• _PROBLEM REQUIREMENTS_:
Reproduce the stretch of the Upstate News article from "The Designated AIDS Center provides" through "15,778 square miles." word for word.

• _DOCUMENT TEXT_:
------------------------------

Upstate News

November 26, 2008
Doretta Royer 315 464-4833

Designated AIDS Center awarded state grant for treatment program

SYRACUSE, N.Y. — The state Health Department has awarded a five-year grant of more than $670,000 to the Designated AIDS Center at SUNY Upstate Medical University to expand its treatment adherence program adult and pediatric HIV-positive patients and their significant support persons who live in an 11-county region of upstate New York.

Services provided by the program will be based on the center’s “Transtheoretical Model of Learning: Stage of Change Theory” that will provide the framework for assessing the treatment readiness of each patient and help them to adhere to treatment programs. Better adherence leads to better health outcomes for patients, fewer hospitalizations and emergency room visits, the prevention of new HIV infections and a reduction of healthcare costs.

“The large geographic area covered by the center can in itself be a barrier to treatment adherence,” said center social worker Kelley Flood, L.M.S.W. “There are several urban centers, but the majority of patients live in rural areas. The lack of public transportation, winter weather conditions and geographic distance can impede a patient’s ability to get to their medical appointments.”

The center’s multi-disciplinary team approach allows staff to address the needs of and assist patients in breaking down barriers that can impede their ability to successfully deal with the challenges of HIV as a chronic illness. “This funding allows us to develop a more comprehensive consumer-focused treatment adherence program,” said Linda Bartlett, R.N., who will serve as the lead staff person for the program. Bartlett has extensive experience working with consumers who need treatment adherence support.

SUNY Upstate’s Designated AIDS Center sees the most medically and psychosocially complicated patients in the region.

“Approximately 60 percent of our patients have a mental health or substance use diagnosis or are mentally ill and chemically addicted,” said Judith Rees, N.P., the center’s program director. “Our staff has a long history of working with patients who have multiple challenges that can affect their ability to enter into and be successfully retained in care.”

Treatment adherence program services will be clinic- and community-based and will use a multidisciplinary team approach to provide care. To provide the most inclusive coverage, a staff member of the AIDS Community Resources, who will be based at the SUNY Upstate center, will provide treatment adherence services, including home visits to patients. It is anticipated that treatment adherence services will be provided to 150 patients of the center’s patient.

The program’s interventions will be tailored to address each patient’s needs and will include intensive assessment, education, referral, emotional support and follow up services. Each patient’s need will determine how long he or she will receive TAP services.

The Designated AIDS Center provides HIV specialty and primary care to 775 adults and children. Patients reside in a 17-county region that covers 15,778 square miles.

------------------------------

• _AVAILABLE DATA_:
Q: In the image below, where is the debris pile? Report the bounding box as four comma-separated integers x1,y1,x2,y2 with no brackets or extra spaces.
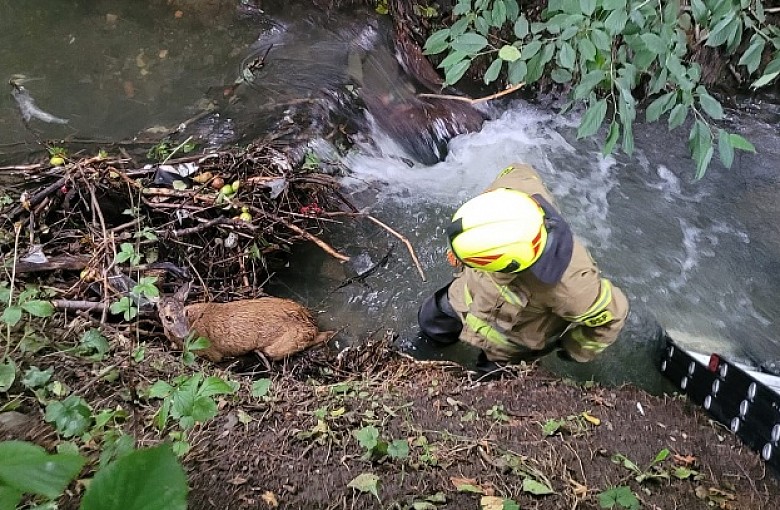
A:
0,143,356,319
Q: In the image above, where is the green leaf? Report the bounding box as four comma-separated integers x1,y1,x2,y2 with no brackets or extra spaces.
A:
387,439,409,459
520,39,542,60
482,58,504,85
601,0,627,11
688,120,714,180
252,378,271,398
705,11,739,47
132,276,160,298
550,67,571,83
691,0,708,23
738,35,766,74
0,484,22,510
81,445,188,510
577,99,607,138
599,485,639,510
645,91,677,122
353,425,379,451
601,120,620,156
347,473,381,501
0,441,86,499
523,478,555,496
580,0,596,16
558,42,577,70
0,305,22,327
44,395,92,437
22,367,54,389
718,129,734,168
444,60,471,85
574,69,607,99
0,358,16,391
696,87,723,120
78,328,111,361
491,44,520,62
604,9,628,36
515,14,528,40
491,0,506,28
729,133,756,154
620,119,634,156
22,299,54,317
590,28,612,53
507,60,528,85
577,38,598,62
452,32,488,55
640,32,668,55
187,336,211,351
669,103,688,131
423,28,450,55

------------------------------

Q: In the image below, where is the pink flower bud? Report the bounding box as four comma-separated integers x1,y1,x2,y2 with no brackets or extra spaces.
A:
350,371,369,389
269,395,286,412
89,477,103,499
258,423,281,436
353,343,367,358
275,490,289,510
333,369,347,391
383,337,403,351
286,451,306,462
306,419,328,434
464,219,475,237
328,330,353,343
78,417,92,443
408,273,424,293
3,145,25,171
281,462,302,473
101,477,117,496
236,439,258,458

------------------------------

• _ANSWER FOR THIS EXERCISE_:
The Designated AIDS Center provides HIV specialty and primary care to 775 adults and children. Patients reside in a 17-county region that covers 15,778 square miles.